**WORK TASK**. Which lines of the data below contain the string "that"? Collect each of them in full.

[Records from a collection]
◇ ◇ ◇ ◇ ◇ ◇ ◇
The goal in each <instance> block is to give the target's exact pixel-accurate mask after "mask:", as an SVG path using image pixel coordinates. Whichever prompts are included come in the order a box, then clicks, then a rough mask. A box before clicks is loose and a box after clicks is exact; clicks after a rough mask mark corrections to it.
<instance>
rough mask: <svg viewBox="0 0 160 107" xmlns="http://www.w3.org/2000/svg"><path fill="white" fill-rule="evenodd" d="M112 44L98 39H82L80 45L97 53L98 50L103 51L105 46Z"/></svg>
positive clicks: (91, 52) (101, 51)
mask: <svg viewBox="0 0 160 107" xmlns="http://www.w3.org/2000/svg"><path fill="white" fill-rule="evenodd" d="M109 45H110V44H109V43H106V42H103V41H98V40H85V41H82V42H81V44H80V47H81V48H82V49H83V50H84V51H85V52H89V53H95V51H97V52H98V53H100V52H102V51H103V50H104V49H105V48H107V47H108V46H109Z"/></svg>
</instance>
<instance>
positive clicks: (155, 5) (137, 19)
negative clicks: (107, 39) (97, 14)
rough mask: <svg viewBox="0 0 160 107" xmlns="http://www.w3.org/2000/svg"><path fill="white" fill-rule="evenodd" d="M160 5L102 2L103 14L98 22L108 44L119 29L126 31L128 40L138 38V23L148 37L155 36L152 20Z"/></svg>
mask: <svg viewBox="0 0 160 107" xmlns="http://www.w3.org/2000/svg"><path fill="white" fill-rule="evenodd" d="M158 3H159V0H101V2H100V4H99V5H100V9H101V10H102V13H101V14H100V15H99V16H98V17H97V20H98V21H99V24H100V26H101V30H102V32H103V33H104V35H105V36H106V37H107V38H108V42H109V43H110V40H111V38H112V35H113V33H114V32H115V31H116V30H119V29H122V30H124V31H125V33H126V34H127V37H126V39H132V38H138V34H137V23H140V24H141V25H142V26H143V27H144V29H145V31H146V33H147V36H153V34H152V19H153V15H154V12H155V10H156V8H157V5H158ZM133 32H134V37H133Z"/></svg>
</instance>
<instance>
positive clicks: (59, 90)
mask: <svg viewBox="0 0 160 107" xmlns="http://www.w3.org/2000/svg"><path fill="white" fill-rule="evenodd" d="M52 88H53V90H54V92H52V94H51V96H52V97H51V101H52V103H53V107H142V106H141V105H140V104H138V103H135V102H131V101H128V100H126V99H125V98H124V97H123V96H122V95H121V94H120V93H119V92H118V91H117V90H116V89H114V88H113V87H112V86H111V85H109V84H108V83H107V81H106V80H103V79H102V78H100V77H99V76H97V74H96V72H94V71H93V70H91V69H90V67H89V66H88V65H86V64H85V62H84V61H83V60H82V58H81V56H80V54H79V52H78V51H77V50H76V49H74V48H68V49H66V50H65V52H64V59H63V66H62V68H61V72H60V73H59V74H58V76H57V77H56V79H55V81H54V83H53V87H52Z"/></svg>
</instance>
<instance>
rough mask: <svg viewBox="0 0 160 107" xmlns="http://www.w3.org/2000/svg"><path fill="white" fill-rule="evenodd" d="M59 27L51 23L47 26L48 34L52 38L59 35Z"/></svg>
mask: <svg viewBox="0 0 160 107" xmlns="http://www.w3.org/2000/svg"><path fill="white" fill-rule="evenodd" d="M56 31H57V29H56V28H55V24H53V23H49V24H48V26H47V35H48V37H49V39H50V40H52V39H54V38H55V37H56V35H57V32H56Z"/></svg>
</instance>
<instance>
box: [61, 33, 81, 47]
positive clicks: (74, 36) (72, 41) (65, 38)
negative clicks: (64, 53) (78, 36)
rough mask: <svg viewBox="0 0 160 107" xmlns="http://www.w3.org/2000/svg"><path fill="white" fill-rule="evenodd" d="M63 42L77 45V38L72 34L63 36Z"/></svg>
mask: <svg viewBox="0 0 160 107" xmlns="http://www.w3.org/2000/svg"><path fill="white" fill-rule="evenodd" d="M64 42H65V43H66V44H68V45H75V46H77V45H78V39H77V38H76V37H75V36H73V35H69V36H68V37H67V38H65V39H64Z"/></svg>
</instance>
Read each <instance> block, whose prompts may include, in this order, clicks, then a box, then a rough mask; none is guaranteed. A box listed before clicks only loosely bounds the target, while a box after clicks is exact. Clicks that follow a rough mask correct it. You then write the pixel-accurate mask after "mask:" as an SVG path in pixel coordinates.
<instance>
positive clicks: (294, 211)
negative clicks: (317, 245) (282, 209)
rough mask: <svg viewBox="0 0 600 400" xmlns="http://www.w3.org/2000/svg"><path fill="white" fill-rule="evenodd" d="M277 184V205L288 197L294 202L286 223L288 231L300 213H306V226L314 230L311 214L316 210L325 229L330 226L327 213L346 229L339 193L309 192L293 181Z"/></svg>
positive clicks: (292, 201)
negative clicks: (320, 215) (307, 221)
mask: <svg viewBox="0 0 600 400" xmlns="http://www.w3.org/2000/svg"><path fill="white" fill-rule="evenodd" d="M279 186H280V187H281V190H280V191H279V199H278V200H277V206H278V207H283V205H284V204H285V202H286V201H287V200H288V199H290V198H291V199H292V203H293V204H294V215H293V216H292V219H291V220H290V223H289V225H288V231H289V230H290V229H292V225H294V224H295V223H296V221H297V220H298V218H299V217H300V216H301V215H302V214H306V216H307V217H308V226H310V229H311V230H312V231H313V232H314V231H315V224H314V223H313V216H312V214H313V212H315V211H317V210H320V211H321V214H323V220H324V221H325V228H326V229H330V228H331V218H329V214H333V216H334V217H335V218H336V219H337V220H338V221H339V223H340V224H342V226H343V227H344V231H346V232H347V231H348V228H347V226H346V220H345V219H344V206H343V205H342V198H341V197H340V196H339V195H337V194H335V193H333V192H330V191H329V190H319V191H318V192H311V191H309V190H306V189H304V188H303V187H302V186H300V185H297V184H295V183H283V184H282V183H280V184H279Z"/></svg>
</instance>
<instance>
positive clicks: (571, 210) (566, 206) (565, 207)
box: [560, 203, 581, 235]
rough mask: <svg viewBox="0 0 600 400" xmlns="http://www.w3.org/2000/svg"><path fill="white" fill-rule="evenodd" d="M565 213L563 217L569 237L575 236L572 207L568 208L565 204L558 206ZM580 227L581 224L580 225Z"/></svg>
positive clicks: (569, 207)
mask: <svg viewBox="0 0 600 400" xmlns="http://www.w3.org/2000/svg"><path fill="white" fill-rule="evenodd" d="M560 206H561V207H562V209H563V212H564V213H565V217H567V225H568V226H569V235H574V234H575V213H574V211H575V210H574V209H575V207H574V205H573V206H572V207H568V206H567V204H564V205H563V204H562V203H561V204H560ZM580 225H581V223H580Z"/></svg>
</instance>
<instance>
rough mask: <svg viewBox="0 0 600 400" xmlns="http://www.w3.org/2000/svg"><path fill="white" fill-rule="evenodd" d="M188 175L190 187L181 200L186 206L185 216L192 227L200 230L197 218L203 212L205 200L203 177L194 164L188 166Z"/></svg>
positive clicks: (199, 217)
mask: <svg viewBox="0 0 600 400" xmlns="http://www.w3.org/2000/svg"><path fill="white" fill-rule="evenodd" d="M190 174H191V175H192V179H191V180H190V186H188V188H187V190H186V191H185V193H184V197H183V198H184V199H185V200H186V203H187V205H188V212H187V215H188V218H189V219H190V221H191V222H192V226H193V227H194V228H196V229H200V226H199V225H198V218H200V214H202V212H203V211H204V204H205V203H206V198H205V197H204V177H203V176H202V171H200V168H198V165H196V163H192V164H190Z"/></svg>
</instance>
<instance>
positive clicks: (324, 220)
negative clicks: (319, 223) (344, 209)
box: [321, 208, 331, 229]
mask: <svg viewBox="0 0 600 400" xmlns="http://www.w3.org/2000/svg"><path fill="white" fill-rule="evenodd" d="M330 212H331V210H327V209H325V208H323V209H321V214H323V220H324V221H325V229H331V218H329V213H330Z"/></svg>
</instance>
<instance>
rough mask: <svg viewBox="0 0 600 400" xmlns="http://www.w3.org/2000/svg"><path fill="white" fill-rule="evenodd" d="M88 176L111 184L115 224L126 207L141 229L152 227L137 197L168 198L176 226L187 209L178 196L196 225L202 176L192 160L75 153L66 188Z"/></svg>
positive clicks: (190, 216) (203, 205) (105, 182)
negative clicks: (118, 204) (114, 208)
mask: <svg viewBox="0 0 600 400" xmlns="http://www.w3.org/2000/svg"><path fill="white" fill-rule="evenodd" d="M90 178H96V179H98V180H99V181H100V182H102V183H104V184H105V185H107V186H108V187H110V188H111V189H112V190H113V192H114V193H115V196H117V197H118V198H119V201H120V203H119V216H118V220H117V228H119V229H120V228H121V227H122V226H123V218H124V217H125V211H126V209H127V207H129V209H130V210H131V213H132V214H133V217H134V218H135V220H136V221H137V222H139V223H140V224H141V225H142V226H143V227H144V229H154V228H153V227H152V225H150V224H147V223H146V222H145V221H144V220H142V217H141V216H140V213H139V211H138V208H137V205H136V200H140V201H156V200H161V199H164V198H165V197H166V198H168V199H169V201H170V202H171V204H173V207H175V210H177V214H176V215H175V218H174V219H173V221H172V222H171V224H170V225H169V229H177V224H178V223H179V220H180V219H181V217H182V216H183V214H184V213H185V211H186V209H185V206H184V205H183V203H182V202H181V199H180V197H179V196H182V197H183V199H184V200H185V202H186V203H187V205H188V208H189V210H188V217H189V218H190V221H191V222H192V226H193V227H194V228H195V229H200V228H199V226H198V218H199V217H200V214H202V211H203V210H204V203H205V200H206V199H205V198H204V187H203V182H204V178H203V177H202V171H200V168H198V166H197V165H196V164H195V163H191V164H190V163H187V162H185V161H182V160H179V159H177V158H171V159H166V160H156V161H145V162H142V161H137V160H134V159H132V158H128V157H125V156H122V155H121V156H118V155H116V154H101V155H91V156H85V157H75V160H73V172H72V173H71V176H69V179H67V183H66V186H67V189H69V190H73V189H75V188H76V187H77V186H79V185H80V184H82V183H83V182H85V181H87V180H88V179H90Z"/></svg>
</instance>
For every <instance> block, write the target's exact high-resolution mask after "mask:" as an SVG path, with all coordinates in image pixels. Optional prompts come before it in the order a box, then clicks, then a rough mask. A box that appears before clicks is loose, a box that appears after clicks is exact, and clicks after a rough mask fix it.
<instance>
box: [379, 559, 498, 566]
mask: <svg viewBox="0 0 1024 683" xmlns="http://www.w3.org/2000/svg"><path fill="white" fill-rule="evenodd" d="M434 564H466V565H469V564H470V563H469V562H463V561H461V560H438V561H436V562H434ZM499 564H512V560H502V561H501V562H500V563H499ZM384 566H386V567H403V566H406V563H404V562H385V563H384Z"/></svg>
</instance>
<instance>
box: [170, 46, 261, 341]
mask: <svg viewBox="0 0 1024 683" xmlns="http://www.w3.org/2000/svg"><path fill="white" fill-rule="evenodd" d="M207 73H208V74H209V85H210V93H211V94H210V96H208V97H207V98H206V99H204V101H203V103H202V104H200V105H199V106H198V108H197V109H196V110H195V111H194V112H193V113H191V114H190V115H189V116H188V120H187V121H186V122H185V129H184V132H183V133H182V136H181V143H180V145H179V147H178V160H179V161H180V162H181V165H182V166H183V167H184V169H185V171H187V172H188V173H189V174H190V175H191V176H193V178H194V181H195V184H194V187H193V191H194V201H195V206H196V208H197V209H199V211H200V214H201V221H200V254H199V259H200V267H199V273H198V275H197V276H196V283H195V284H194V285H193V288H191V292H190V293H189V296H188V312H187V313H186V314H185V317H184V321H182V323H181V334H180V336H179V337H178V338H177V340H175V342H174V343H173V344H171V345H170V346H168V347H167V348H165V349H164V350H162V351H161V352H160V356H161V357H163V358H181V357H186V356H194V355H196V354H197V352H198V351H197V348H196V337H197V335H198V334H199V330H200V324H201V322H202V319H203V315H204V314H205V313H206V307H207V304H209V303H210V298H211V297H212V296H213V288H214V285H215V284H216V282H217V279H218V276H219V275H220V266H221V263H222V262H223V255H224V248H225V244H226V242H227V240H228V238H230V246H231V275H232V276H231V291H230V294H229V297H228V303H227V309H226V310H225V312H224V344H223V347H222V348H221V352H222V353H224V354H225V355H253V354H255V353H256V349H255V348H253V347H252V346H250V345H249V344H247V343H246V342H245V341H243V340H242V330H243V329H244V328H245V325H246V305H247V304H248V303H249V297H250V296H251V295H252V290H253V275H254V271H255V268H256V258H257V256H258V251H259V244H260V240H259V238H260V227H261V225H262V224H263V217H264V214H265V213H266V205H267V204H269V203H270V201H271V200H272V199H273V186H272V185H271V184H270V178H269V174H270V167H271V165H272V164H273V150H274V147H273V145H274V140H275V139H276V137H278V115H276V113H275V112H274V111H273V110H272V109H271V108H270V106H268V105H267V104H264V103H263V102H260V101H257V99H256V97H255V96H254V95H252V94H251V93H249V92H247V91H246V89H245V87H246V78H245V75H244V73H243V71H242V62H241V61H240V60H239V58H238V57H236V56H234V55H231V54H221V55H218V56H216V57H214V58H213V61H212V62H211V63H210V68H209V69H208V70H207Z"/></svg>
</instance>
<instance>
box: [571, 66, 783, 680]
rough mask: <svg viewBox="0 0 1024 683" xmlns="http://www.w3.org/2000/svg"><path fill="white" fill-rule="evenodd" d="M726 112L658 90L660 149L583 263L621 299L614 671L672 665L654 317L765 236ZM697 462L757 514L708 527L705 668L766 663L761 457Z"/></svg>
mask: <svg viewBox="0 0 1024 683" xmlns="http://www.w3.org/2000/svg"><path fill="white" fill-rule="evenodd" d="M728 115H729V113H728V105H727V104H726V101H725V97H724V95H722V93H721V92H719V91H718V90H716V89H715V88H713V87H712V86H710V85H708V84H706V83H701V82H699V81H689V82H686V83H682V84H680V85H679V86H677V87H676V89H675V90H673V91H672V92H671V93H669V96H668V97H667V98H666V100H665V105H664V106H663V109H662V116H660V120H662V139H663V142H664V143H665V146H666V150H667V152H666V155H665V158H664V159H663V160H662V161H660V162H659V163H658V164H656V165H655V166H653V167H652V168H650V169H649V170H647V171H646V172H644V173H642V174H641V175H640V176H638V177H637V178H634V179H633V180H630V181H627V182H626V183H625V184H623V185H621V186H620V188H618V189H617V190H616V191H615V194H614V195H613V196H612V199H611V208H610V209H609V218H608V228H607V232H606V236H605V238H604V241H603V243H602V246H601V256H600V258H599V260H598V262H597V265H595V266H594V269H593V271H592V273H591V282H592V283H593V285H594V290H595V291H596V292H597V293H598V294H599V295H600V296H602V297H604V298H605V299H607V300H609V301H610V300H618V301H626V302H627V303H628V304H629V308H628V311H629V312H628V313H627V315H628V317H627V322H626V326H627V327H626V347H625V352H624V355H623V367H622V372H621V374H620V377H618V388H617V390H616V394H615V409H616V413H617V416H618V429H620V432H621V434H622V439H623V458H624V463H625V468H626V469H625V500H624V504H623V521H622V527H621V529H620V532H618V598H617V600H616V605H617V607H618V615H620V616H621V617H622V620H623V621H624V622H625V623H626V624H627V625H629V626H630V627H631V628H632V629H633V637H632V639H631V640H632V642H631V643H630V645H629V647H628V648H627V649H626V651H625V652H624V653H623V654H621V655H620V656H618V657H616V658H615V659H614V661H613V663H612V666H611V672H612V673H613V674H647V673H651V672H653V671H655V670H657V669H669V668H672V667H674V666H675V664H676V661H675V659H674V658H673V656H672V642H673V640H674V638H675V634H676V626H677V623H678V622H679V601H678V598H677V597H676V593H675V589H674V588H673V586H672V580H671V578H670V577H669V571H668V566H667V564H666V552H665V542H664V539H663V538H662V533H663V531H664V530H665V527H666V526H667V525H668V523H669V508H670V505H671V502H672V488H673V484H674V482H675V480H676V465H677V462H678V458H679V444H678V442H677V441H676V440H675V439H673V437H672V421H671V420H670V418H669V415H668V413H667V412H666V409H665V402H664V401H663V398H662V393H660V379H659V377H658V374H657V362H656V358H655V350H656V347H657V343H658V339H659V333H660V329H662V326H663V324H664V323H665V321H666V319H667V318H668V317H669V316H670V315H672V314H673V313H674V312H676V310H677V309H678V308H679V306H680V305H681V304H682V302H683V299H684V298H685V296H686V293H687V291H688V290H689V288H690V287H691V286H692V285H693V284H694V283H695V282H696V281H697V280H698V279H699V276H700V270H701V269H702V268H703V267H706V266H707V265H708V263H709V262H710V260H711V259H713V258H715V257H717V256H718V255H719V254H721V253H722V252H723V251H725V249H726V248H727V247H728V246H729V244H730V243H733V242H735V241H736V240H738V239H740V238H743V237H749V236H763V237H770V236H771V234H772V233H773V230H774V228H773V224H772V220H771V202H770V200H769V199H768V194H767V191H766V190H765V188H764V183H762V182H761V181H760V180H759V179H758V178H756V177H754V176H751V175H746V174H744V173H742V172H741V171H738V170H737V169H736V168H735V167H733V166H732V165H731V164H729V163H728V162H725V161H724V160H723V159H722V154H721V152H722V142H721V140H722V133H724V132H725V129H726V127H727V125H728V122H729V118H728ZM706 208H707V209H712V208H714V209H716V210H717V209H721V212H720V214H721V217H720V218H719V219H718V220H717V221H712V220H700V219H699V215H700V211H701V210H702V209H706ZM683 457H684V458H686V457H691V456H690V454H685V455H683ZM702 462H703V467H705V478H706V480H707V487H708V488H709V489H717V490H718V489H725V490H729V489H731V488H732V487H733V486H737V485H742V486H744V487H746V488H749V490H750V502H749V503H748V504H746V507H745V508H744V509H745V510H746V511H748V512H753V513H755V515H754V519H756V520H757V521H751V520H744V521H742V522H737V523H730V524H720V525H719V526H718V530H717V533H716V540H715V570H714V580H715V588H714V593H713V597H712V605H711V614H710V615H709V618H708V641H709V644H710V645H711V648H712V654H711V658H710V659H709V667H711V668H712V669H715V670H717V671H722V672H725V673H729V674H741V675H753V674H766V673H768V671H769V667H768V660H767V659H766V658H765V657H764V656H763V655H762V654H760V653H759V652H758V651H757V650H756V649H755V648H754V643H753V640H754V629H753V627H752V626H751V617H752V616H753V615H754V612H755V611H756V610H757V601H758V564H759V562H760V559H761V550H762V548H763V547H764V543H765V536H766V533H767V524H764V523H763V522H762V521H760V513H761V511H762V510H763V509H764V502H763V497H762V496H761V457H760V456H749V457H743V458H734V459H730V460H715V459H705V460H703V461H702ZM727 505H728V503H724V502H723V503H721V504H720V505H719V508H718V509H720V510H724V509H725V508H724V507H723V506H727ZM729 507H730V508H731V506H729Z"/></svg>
◇ ◇ ◇ ◇ ◇ ◇ ◇
**RESULT OF THIS TASK**.
Read each <instance> block, whose prompts may include, in this order, clicks, then a box, then a rough mask; none is guaranteed. A box listed before clicks only loosely bounds the target, while a box after clicks is exact. Clicks that follow a rough mask correct it. You then write the pixel-accurate mask after "mask:" as an SVG path in pixel coordinates.
For every <instance> block, write the target's exact high-resolution mask after "mask:" as an SVG path, with all coordinates in image pixels. Optional prompts come before it in the order a box, then clicks, then a rough mask. A box that appears before clicks is loose, a box that appears after clicks is exact, and clicks after a rough mask fix it.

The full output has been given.